Extract every line below that contains the word "grass", and copy each of those lines in full.

Input for this task:
((
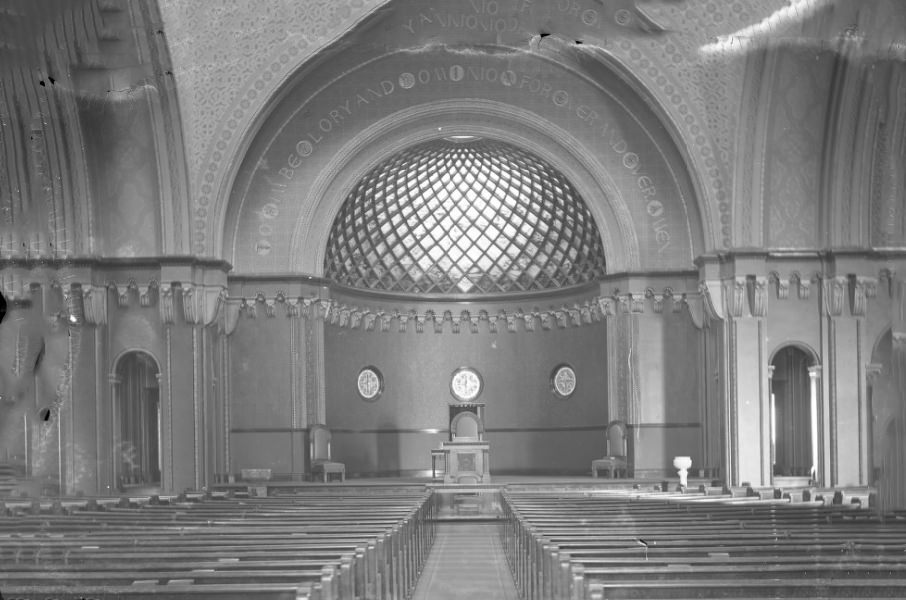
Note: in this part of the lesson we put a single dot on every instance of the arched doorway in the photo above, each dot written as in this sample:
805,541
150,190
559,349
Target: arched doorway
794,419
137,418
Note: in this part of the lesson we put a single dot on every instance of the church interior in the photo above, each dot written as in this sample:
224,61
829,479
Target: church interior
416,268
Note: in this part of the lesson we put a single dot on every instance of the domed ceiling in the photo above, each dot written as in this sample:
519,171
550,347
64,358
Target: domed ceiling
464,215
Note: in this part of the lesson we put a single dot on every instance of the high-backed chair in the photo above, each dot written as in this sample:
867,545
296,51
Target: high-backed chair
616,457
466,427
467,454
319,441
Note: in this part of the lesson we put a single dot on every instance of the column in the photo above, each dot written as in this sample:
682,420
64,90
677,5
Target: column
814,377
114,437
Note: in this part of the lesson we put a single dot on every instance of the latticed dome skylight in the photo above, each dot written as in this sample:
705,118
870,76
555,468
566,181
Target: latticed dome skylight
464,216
))
((
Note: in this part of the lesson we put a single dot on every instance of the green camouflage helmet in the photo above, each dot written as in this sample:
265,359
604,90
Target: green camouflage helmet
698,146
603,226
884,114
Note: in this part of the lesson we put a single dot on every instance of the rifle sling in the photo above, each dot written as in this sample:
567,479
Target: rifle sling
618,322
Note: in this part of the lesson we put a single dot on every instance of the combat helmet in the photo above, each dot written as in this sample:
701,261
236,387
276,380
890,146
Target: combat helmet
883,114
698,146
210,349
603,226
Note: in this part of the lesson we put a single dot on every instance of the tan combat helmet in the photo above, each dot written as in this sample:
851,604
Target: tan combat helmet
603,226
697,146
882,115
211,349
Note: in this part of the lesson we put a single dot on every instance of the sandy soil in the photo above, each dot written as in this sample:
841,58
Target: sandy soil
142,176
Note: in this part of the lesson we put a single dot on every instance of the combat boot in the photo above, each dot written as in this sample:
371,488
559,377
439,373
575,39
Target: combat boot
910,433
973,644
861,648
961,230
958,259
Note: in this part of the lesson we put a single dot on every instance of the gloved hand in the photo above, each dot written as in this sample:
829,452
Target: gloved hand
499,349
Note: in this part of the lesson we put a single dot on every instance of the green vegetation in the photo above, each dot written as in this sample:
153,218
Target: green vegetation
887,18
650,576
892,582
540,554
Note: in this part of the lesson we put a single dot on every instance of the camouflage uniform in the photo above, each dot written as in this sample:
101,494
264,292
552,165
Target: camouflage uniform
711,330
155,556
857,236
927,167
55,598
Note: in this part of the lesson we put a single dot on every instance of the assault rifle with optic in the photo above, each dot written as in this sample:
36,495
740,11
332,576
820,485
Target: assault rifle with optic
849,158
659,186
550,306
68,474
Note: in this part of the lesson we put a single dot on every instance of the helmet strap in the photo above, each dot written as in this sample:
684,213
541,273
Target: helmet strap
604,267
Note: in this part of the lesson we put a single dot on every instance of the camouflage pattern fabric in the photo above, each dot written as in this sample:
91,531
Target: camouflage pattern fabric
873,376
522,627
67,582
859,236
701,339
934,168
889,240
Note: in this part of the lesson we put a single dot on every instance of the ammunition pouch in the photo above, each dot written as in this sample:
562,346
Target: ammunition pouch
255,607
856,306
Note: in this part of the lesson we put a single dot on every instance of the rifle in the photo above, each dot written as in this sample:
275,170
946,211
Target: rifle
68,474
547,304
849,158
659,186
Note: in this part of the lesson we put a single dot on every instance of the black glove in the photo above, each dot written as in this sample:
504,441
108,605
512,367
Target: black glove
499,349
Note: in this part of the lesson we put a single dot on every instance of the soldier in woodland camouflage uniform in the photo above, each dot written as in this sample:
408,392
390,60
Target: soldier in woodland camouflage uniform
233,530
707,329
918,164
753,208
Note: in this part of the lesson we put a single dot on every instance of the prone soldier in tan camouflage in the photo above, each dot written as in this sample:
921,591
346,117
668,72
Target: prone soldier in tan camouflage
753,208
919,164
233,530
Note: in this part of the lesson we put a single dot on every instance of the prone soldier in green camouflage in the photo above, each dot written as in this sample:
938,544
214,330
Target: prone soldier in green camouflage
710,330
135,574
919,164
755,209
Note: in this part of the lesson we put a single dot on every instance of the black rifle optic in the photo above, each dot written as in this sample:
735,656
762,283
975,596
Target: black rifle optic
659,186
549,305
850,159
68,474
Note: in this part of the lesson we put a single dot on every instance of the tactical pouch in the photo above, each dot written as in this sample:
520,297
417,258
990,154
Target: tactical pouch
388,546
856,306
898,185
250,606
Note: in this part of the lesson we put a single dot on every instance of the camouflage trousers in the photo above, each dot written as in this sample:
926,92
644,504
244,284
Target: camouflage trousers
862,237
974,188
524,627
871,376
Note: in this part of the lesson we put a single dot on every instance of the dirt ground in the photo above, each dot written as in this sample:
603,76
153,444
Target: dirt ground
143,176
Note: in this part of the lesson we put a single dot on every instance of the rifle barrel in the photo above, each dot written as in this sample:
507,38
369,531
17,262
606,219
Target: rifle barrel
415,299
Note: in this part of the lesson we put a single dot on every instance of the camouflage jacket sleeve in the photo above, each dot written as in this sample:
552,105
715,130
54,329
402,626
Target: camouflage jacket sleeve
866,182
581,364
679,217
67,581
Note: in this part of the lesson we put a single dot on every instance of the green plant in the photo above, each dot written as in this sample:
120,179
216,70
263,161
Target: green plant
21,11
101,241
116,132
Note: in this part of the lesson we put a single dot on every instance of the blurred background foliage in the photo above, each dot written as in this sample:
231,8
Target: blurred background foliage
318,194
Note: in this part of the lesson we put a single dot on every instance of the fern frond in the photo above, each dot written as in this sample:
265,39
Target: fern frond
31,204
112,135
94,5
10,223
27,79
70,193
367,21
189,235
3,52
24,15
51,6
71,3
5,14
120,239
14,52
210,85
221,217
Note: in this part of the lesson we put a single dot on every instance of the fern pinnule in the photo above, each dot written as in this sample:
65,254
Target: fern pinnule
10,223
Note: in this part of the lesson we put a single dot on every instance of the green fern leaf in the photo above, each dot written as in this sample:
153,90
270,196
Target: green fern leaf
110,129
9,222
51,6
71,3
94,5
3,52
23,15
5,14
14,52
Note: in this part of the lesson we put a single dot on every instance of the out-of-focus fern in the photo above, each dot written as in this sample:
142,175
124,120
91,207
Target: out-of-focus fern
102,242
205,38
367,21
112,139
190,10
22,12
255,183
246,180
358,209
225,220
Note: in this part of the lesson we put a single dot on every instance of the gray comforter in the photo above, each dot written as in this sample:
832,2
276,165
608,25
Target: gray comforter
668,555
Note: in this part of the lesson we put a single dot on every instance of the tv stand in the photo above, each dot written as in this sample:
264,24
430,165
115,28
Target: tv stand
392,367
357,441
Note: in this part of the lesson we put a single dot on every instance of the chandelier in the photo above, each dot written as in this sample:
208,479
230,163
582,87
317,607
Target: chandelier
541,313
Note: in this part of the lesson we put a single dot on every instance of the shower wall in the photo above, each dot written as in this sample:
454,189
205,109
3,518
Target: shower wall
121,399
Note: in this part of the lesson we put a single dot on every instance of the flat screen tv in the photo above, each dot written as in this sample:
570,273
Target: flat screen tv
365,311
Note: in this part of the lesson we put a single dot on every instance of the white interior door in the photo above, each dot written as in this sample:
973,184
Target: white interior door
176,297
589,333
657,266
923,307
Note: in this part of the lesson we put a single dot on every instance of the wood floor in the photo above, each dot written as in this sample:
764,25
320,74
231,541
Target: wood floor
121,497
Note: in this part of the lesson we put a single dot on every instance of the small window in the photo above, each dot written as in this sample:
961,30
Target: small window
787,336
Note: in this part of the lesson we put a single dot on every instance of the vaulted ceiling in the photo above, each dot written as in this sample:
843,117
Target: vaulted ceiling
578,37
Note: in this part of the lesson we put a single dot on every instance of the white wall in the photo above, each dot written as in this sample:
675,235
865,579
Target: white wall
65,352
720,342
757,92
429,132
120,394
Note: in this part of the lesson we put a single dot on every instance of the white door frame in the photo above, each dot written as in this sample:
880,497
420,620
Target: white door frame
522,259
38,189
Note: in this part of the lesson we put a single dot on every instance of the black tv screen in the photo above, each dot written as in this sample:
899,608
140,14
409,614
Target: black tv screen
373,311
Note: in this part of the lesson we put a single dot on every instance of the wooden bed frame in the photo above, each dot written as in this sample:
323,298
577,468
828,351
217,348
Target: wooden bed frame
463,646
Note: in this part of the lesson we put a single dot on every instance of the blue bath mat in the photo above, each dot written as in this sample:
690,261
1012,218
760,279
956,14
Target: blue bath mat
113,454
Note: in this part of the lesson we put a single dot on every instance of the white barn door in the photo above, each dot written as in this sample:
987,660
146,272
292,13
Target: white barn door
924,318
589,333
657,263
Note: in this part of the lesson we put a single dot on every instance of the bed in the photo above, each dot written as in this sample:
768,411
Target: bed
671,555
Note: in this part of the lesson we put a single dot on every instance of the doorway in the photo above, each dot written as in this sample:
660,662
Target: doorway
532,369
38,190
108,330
))
((
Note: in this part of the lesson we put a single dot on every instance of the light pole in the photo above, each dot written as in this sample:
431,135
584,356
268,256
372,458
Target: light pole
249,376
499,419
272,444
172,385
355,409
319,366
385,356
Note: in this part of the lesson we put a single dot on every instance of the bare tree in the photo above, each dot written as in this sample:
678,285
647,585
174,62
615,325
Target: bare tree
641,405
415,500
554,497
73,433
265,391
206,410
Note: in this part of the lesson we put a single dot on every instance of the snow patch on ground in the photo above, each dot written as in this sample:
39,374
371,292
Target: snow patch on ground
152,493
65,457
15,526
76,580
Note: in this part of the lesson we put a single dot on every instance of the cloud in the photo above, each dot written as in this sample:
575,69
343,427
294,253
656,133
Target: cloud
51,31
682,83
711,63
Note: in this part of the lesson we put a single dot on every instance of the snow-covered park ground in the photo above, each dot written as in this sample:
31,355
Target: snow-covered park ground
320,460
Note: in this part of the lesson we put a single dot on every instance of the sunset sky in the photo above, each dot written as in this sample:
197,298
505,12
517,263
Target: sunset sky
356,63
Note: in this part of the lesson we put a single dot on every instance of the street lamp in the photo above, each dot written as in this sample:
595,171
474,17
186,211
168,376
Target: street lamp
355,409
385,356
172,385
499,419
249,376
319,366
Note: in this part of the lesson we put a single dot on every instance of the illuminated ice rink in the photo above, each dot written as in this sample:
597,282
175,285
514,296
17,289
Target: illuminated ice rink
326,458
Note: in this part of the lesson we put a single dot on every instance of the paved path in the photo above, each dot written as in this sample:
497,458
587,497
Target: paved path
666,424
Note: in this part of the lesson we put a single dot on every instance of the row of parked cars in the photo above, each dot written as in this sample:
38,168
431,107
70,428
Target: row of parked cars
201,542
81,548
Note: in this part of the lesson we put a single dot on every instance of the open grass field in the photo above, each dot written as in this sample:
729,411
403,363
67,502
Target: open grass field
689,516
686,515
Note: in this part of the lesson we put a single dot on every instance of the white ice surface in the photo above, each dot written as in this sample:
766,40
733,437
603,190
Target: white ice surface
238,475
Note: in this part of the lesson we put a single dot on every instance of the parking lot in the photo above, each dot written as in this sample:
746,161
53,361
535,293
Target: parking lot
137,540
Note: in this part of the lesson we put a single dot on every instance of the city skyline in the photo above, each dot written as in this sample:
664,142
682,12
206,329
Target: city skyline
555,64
))
Problem solution:
Note: in this part of the lesson we put a single dot on every instance of the open grass field in the photo above, each dot written as in this sample:
Target: open grass field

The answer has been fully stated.